Copy the records exactly, leaving out every picture.

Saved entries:
BEGIN

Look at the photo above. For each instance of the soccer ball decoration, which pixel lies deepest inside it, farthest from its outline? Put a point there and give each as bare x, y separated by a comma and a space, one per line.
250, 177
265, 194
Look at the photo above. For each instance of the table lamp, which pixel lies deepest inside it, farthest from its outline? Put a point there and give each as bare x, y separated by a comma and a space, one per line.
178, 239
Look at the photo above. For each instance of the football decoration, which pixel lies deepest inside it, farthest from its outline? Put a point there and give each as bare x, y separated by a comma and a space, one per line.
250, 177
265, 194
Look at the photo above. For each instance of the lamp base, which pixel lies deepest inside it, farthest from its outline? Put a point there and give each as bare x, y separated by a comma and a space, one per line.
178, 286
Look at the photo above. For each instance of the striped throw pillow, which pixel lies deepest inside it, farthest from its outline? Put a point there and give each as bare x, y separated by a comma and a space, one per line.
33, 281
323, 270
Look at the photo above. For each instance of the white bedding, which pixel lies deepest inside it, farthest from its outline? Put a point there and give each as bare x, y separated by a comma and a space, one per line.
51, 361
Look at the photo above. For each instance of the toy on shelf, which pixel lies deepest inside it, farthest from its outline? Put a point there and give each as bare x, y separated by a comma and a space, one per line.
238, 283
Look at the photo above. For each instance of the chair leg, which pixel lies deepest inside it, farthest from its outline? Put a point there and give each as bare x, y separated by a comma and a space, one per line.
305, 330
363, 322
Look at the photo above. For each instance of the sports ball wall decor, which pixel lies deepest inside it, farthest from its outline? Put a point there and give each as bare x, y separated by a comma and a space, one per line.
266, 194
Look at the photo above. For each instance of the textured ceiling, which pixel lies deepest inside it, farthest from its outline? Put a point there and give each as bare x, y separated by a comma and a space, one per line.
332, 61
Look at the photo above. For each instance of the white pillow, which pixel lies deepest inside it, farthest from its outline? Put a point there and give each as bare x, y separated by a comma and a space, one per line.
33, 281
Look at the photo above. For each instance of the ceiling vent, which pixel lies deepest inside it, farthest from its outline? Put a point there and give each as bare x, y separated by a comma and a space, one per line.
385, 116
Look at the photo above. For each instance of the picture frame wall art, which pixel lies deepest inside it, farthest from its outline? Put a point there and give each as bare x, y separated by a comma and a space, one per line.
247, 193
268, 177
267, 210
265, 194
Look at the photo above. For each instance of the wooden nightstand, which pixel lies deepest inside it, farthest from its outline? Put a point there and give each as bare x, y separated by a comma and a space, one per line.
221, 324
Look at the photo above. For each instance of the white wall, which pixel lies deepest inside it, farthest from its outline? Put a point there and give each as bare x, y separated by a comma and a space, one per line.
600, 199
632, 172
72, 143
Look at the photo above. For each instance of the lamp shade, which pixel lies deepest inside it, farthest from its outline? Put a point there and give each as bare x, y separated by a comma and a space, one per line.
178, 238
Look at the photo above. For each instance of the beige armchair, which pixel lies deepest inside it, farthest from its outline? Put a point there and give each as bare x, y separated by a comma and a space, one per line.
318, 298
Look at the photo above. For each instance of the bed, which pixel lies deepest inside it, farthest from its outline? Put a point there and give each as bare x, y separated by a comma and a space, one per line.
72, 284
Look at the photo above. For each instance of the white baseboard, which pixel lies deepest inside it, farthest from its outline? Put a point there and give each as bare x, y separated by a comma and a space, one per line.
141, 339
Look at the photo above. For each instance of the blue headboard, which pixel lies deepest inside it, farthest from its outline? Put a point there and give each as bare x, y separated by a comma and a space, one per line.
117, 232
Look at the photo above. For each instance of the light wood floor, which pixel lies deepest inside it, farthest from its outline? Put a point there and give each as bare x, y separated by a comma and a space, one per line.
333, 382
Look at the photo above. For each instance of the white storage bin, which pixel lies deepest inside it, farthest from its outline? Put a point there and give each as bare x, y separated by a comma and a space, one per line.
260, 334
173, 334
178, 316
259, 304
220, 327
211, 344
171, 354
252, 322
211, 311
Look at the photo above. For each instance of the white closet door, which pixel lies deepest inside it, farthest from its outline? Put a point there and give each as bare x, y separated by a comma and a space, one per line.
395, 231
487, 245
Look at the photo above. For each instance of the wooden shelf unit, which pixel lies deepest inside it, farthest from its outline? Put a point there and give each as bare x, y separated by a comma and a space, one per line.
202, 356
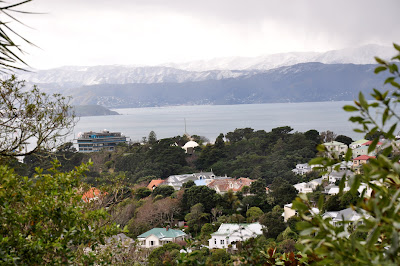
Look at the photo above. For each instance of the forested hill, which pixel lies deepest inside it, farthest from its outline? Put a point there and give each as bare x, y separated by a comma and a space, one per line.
305, 82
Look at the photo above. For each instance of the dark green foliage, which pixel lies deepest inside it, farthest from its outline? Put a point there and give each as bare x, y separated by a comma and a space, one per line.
253, 214
337, 202
196, 218
374, 240
44, 220
167, 254
273, 221
282, 192
218, 257
142, 192
188, 184
258, 154
292, 221
163, 190
200, 194
258, 187
260, 201
161, 160
206, 230
344, 139
152, 137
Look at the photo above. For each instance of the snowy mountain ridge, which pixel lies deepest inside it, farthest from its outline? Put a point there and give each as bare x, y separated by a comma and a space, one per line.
215, 69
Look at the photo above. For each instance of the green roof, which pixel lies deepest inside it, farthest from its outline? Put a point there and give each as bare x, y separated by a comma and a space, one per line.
163, 233
335, 143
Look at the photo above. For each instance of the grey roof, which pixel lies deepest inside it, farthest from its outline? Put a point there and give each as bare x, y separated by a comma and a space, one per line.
161, 233
186, 177
339, 174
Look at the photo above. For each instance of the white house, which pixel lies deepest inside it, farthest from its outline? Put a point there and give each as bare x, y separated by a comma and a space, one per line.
230, 234
303, 187
189, 146
177, 181
302, 169
309, 186
289, 212
157, 237
334, 176
357, 143
336, 147
344, 217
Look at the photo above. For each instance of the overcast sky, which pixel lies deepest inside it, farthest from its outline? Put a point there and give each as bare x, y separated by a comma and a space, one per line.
137, 32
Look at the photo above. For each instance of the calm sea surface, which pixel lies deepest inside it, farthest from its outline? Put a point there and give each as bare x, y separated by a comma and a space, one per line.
211, 120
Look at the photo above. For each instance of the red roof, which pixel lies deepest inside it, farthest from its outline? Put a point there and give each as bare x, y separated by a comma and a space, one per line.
155, 183
369, 143
363, 157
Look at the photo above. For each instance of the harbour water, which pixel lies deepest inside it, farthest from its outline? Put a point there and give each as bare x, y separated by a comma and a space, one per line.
211, 120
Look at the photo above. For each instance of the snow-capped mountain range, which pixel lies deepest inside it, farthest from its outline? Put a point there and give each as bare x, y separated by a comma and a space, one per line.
215, 69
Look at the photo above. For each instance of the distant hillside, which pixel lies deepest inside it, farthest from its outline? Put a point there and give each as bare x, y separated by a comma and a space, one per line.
92, 110
308, 82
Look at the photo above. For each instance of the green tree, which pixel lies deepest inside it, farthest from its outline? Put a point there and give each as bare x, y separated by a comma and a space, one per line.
273, 221
218, 257
142, 192
253, 214
152, 138
44, 220
165, 255
163, 190
188, 184
344, 139
31, 118
380, 210
196, 217
200, 194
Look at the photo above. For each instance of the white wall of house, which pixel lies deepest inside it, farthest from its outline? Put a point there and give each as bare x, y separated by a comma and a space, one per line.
288, 212
150, 242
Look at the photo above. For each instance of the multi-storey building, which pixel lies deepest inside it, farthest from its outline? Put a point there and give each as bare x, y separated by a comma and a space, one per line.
97, 141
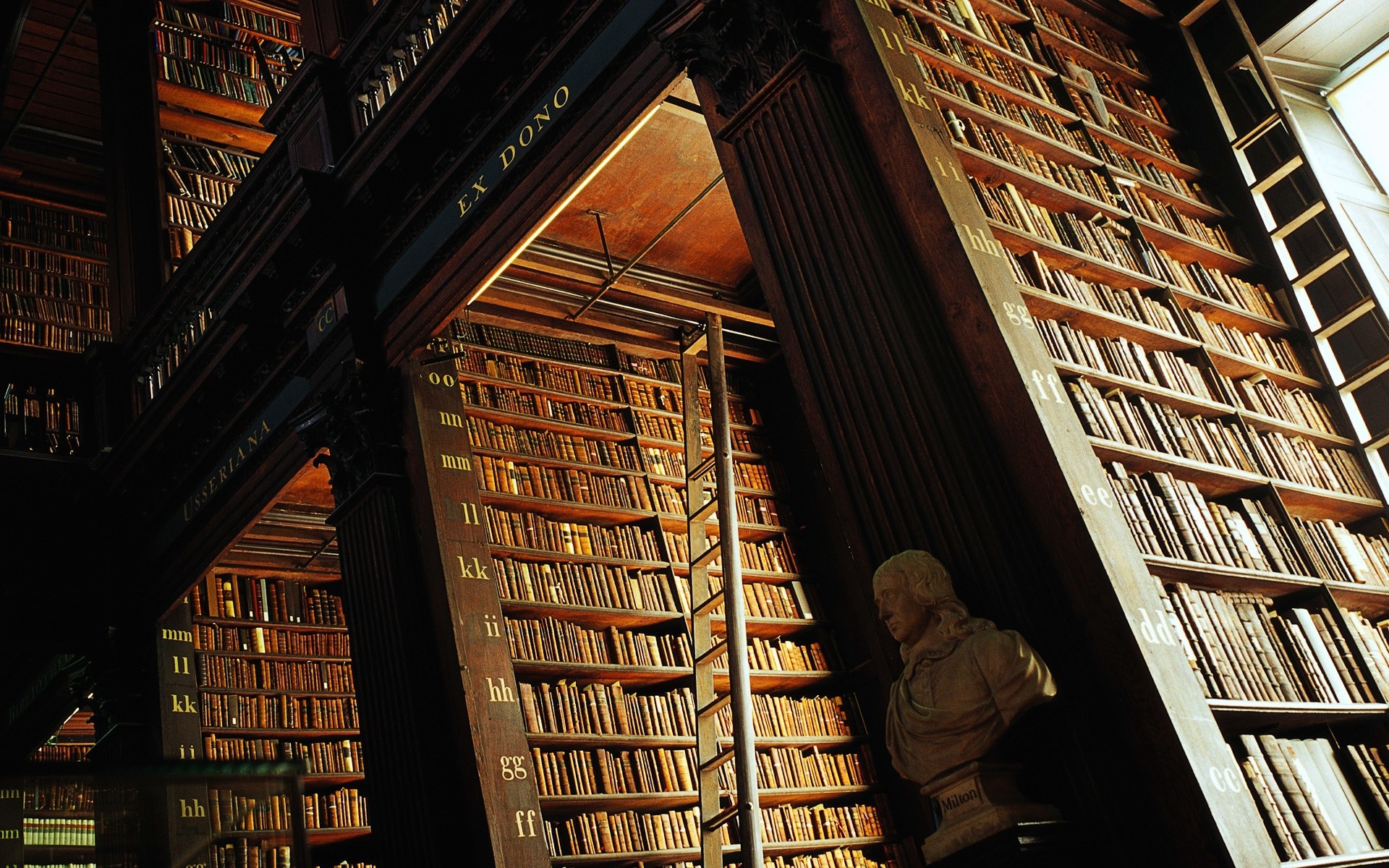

END

_Task result_:
Look at the photo above. For each instance of the soccer ball decoration, which pixel lies deepest inside it, farthest from its outline? Put a point there and give each as bare x, y separated by a comma and a space, one per line.
250, 177
265, 194
Look at the photo above. For each instance of the table lamp, which pixel lies deepest inside it, farthest from its outline? Put a point there and give each as bare x, y separated by a comma and a space, one per line.
178, 239
Look at the photo above. For each instance of the football decoration, which pixel lies deepest inside it, farthest from its outline? Put a point there and give each as bare x, y separated by a comma and a space, one per line.
250, 177
265, 194
Look at the photo above. For each instance of the lamp base, which pixel lies deepest inside it, farthest from its outline? Put a point there and give each as bare x, y separated by a comma and a space, one per line.
178, 286
Look at the photo above. For each instance of the striped throw pillow, which pixel lies deepest inside it, farthest from its outline? Put a point there and give each as bare x, y separated by a comma and a space, one per line.
33, 281
323, 270
Look at the photo above. For each instance of the white bedding, which pixel lies deepest inside it, farthest from its outline? Put a point there and give each as bare x, y separated by a comma and a space, one per line.
51, 361
Look at the photo above. For each instance of the toy on shelf, which pixel lies deepest inside it, farthest from its outline? Put a point there and give each as bare x, y separated by a comma and a space, one per line.
238, 283
Look at the photo above. For each instance of the chair leg, which pixel lies deepest inside it, farthest from its outline? Put a point there and give each as bare x, y separated by a comma and a space, one per line.
305, 330
363, 322
Look at the photo above. For each instance of the sports ball wall decor, which pixel lies deepest inside it, farthest from its outline? Put a point there and give each as bare x, y separated by a comma and a space, one per line.
266, 194
Look at the photo above. For each instance of the textured ceiling, which pixel lies deepest inside it, farthest from its outline? Put a point there and give each as bare x, y separated by a comma and a space, one per line.
332, 61
Look at the photo above. For each instance of the white pillow, which pixel lies deepest inside it, farthest from its outline? Put a point there and give each as bare x, y separated by a comma and a space, one per line.
33, 281
Look at the photo above. For each instance of the ceiling vent, which pixel lies deepest inside it, farthest from its outline? Put a point there and give each as bare x, y separated by a comma and a space, one per line.
385, 116
Look at the photo above. For each instance of the picture frame wall art, which pixel lies deepest inside it, farthest from its outline? Put a point there and give each as bare x, y separated by a comma and a space, one per line.
247, 193
268, 177
267, 210
265, 194
Look at the photo above. For each instance of the wooden nightstand, which pixel lies deepest inside it, farthest from its outline? Put a point there and give each as bare x, y separated by a comma and a space, one per line.
221, 324
Look at the photo above. For each instance of the white wall, which pixel lies deepest inside it, farthest from its outline? Put a point there and give each as bare x, y separated by a comma and a space, one per line.
600, 199
632, 172
72, 143
Look at the photo above. For each instance of the lamp shade, which pixel lies deepest inside it, farthest from its outline? Put a point there and give each as bare x, y separated by a comma and a space, one per line.
178, 238
Look at the photo above. For each instance of the beige armchair, which pixel lies deepest inside it, farthest from its outline? Put a point there and give each as bare x, y separated by a comma and a space, one per line.
318, 298
Look at the photo above. For each instance of the bed, which pixel lies deepest inside it, farthest from its outline? Put a point there and give each as bare x, y separated by a comma and a space, one per line.
72, 284
Look at the photo above. For each instance of the white baseboard, which pixel lies deepest inside it, farthest from its outline? Put a point there and give each as bare x, y separated by a comma and a space, one per line.
141, 339
Look at the photo above. For each instance of the blue headboard, which pixel lies deepest inside it, farthest from its outline? Put a point there and give each as bare x, y separated by a comma and a space, one per line.
117, 232
Look at the photo above. For each instance of the light wood floor, which pixel lies deepest inside it, farthest from its outline? Put a point there and give each as bare x, y separated by a comma and a space, one per line.
333, 382
Look at the photo above. For each instance of the white storage bin, which pixel lies deepest inside it, farthest from its outline? Put a point there and give each as bare x, y separated by a comma and a space, one per line.
260, 334
173, 334
178, 316
259, 304
220, 327
211, 344
171, 354
252, 322
211, 311
Look at the photo above. For each instance of the white closet door, which pixel lies deepest inside it, farthest from its outline? Put a point there and give each as bare x, y separated by a comma and a space, one per line.
395, 231
487, 245
Look at the photo above. For each instance of the wooden shelf unit, which pixel lies deepest inside it, farthest from its outline? Put a point there and give each as bare x, y separated by a comma and a space, one per line.
202, 356
Look at the photo above. For each instance of the forested hill, which pixel lies deepest inside it, farthest from its outline? Put a point there and give each as bare x, y separated by a comma and a space, one per line.
305, 82
Look at the photo above. For each instance of the dark green foliage, which pixel lies deepest inside it, farthest from its outline? Put a point there and give each as bare x, y separated by a comma and a space, one per line.
253, 214
337, 202
196, 218
374, 240
44, 220
167, 254
273, 221
282, 192
218, 257
142, 192
188, 184
258, 154
292, 221
163, 190
200, 194
258, 187
260, 201
161, 160
206, 230
344, 139
152, 137
Look at the photo above. For each instance of the snowy mountain ridge, which pixel lies deepest inside it, farthest from its outline? Put a point there and give each as bare x, y separated by a comma and a space, one per line.
215, 69
Look at the photo above. For each instance of the green roof, which pixel lies deepest inside it, farthest from its outline? Put a point there and give each as bare x, y separated by a comma and a space, one per line.
163, 233
335, 143
Look at the photo above. For each instance of the grey roof, which pixel lies deepest inside it, farthest from its outline? Put a point there and give each as bare x, y separated by a comma and a space, one per line.
161, 233
186, 177
339, 174
Look at the photo above. For each instance of the white house, which pixel lies deepest inside it, farthest from its outline? Put a point there and give each as bare x, y separated by a comma and a space, one per line.
230, 234
303, 187
189, 146
177, 181
302, 169
309, 186
289, 212
157, 237
334, 176
357, 143
336, 147
344, 217
Look at the photo above. For each instance of the overcast sky, which pixel lies deepest inside it, farthest from its outline? Put a point there and give each as bare x, y separated by a comma and a space, one per line.
137, 32
Look at the photo above. For each instance of the calm sea surface, which pixel lies deepest inside it, farthest from its outline? Put a point there and give each as bare x, y separated by a comma and a space, one per line.
211, 120
Look at the photo above. For each instance of the red roof, which pixel lies deepest inside it, farthest from its outline? Put a point there and give each as bare x, y separated by a comma and a space, one per line.
155, 183
369, 143
363, 157
Look at the photo above. For each instance of the harbour water, which pixel lies deepest inside it, farthest from its outline? Put a point there and give each as bare x, y separated by a comma and a space, one per line.
211, 120
Look at the photo above. For each instance of the snow-capped mountain range, which pixel lies deepest inside it, farthest from its outline? Put a point there and give each as bare x, y separated by a comma and a space, one per line.
215, 69
Look at the photo above. For each instance of the distant hillside, which pixel lies deepest inside it, farthest from its outline? Put a point there and give each as bare x, y separated by a comma and a space, one per line.
92, 110
308, 82
Look at the photo above. For each instance of the green tree, which pixel lies deepest inside it, farthest from its outline? Put a point there and give each as bare x, y separated by a comma and a space, one per line.
273, 221
218, 257
142, 192
253, 214
152, 138
44, 220
165, 255
163, 190
188, 184
344, 139
31, 118
380, 210
196, 217
200, 194
Look at the photo above. For each instance of the white wall of house, which pixel lies deepest inside it, farthest from its outline? Put a point there and give each as bare x, y separated by a comma and a space, one per line.
288, 212
150, 242
Look at the photo above. For each instance of the multi-storey building, which pixel lies deepest inside it, farthest from its outline? Put a point there and give each as bare x, y separated by a comma and a space, one per line.
97, 141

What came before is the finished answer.